▶ Testo dell'esercizio:
La mummia con le Adidas e la fervida fantasia dei blogger
La mummia trovata a Turkik, in Mongolia a 2.803 metri di altitudine sui monti Altai, fa parlare di sé in Rete grazie alle sue calzature che ricordano delle Adidas. L’annuncio della scoperta è stato dato dal Siberian Times.
Così non ci vuole molto perché per i siti sensazionalisti la foto di quelle scarpe diventi una prova che i viaggi nel tempo sono possibili. Del suo aspetto al momento non si sa molto, gli antichi resti sono ben avvolti nel feltro. I ricercatori del Khovd Museum non sembrano sconvolti dalle sue scarpe, quanto per il fatto che si tratterebbe della prima sepoltura Turkik completa trovata in Asia centrale.
Stando ai ritrovamenti non doveva essere una persona appartenente ad una classe particolarmente agiata. Si suppone che fosse una donna perché tra i suoi oggetti non è stato trovato alcun arco. Diversi gli ornamenti funebri accanto al corpo: una sella, delle briglie, un vaso d’argilla, una ciotola di legno, un bollitore in ferro, i resti di un cavallo e quattro diversi Dool, capi tipici della Mongolia.

▶ Dati forniti:
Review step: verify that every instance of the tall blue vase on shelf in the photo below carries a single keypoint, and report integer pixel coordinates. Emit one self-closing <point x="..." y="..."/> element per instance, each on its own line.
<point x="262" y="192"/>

▶ Esercizi:
• A. Indica se ciascuna affermazione concorda con il testo sulla mummia dei monti Altai, rispondendo sì o no e citando le parole decisive del testo: (i) la mummia è stata trovata a più di 2.800 metri di altitudine; (ii) si pensa che fosse una donna perché accanto al corpo è stato trovato un arco; (iii) i ricercatori del Khovd Museum sono colpiti soprattutto dalle scarpe.
• B. Prosegui il testo sulla mummia dei monti Altai a partire dalla sua ultima frase.

▶ Soluzioni:
• A.
(i) Sì: «a 2.803 metri di altitudine sui monti Altai».
(ii) No: «tra i suoi oggetti non è stato trovato alcun arco».
(iii) No: «I ricercatori del Khovd Museum non sembrano sconvolti dalle sue scarpe».

• B.
Tutti sembrano concordi nel datare i resti 1.500 anni fa, nessuno vede nulla di strano nelle calzature, di cui per altro ci è pervenuta solo una foto. Del resto le differenze con la marca di scarpe in questione dovrebbero essere evidenti ad un occhio minimamente scettico: le bande bianche della scarpa sinistra non sono tre ma almeno quattro; l’inclinazione delle stesse è diversa da quella tipica dei modelli a noi noti; la suola è pressoché inesistente; nella scarpa destra sono ben visibili dei motivi totalmente diversi.
Del resto è davvero curioso che chiunque si sia preoccupato di preparare la sepoltura abbia scordato le calzature; si potrebbe pensare piuttosto che qualcuno si sia preoccupato di rimuoverne le suole, per motivi difficili da dedurre. Escludiamo che possa trattarsi di un virale a scopo pubblicitario, se non del lavoro degli archeologi mongoli.
Non è la prima volta che una interpretazione superficiale e totalmente fuori contesto ci porta a vedere oggetti fuori dal tempo. E' il caso della Oop art (Out-of-place artifact). Citiamo a titolo d'esempio la presunta protesi del sacerdote egizio Usermontu che si è rivelata essere una vite inserita dopo il decesso dagli imbalsamatori; oppure il caso dei crononauti casertani, i quali durante una festa avvenuta negli anni '50 sembravano recare all'orecchio un cellulare, invece molto probabilmente si trattava delle prime radioline in commercio. Molto gioca anche il fenomeno della pareidolia, che ci porta a dare un senso a qualsiasi cosa vediamo, anche se magari non abbiamo le conoscenze sufficienti per saperle contestualizzare e interpretare in maniera adeguata. Così è sufficiente che un paio di mocassini antichi rechino delle strisce bianche in sfondo nero, per vederci delle moderne scarpe da tennis.